Les deux actions linguistiques ont été créées par la même instance de normation linguistique allemande3, la Gesellschaft für deutsche Sprache (GfdS) ou « Société pour la langue allemande »4 et fonctionnent sur le même principe : il s’agit d’élire un mot (ou un « mot horrible ») de l’année parmi une liste de propositions faites par les locuteurs et locutrices germanophones. Un jury composé de membres du domaine culturel et médiatique d’une part (journalistes, écrivains et rédacteurs) et de linguistes (membres de la GfdS pour l’action « Wort des Jahres » [« mot de l’année »] du monde universitaire pour l’action « Unwort des Jahres ») d’autre part, procède au vote. Cependant, les actions diffèrent du point de vue linguistique selon la connotation sémantique et l’effet perlocutoire des termes sélectionnés. Le mot de l’année est présenté comme suit sur le site internet de la GfdS :
Für die Auswahl der Wörter des Jahres entscheidend ist dabei nicht die Häufigkeit eines Ausdrucks, sondern vielmehr seine Signifikanz und Popularität: Die Liste trifft den sprachlichen Nerv des sich dem Ende neigenden Jahres und stellt auf ihre Weise einen Beitrag zur Zeitgeschichte dar. Die ausgewählten Wörter und Wendungen sind jedoch mit keinerlei Wertung oder Empfehlung verbunden.5
On trouve ainsi dans la liste de « mots de l’année » des créations contextuelles neutres pour désigner un nouvel objet du monde, une nouvelle donnée de situation juridique ou politique de la société allemande, comme par exemple :
- « Hartz IV », mot de l’année 2004, qui désigne les mesures sociales pour les personnes sans emploi ;
- « Finanzkrise », mot de l’année 2008, qui désigne la crise financière mondiale ;
- « GroKo », mot de l’année 2013, qui est la troncation de « Große Koalition » (« grande coalition »), le nom donné aux formations politiques du gouvernement Merkel III associant chrétiens-démocrates et sociaux-démocrates.

:: Consigne a ::
Dans les enregistrements, recopiez les lignes allant de celle qui contient « Note: for every instance of the snake scale » jusqu'à celle qui contient « 216], [89, 291]] » incluse, en substituant « dry branch » à « small stick » et sans rien modifier d'autre.

:: Données de l'exercice ::
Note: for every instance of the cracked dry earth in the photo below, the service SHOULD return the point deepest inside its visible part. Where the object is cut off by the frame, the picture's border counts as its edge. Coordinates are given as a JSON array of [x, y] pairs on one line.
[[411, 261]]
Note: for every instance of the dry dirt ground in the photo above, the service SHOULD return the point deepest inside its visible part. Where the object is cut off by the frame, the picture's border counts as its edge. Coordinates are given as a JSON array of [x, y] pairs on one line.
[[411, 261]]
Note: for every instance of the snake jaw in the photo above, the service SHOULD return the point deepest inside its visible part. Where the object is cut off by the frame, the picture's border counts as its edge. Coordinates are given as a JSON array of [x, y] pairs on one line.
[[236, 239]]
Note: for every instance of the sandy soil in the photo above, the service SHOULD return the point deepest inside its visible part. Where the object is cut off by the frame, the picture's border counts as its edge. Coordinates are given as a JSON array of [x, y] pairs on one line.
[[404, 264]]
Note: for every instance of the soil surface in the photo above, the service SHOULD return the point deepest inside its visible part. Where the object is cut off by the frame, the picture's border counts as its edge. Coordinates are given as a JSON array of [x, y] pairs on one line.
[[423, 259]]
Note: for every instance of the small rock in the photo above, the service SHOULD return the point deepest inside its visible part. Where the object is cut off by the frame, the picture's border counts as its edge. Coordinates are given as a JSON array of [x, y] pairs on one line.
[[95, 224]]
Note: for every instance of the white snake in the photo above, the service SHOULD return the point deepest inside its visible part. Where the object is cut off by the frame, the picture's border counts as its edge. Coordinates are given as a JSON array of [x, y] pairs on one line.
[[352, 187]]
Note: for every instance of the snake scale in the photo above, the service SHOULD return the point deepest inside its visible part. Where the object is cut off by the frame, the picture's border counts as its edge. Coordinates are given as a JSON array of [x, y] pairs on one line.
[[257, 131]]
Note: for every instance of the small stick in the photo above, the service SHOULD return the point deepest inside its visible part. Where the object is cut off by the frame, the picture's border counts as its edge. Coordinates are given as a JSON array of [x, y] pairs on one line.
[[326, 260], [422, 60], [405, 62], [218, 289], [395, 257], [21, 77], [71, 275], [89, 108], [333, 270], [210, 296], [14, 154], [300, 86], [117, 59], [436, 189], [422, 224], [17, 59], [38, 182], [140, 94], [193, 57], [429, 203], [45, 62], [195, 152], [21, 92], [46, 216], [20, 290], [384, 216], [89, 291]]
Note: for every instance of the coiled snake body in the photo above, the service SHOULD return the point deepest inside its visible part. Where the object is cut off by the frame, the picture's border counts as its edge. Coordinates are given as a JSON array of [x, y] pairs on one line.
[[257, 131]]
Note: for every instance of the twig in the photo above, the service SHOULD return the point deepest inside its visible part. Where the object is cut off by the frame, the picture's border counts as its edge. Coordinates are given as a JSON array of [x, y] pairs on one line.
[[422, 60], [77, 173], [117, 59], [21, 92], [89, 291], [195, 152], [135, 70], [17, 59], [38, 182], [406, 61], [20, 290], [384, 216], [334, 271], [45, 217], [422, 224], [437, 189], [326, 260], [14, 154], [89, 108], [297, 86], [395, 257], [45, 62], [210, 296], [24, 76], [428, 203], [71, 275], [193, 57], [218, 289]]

:: Consigne b ::
Quels mots de l'année l'extrait cité donne-t-il en exemple, et pour quelle année chacun ?

:: Réponse complète a ::
Note: for every instance of the snake scale in the photo above, the service SHOULD return the point deepest inside its visible part. Where the object is cut off by the frame, the picture's border counts as its edge. Coordinates are given as a JSON array of [x, y] pairs on one line.
[[257, 131]]
Note: for every instance of the dry branch in the photo above, the service SHOULD return the point deepest inside its visible part. Where the object is cut off by the frame, the picture's border counts as its edge. Coordinates are given as a JSON array of [x, y] pairs on one line.
[[326, 260], [422, 60], [405, 62], [218, 289], [395, 257], [21, 77], [71, 275], [89, 108], [333, 270], [210, 296], [14, 154], [300, 86], [117, 59], [436, 189], [422, 224], [17, 59], [38, 182], [140, 94], [193, 57], [429, 203], [45, 62], [195, 152], [21, 92], [46, 216], [20, 290], [384, 216], [89, 291]]

:: Réponse complète b ::
- « Hartz IV » : 2004
- « Finanzkrise » : 2008
- « GroKo » : 2013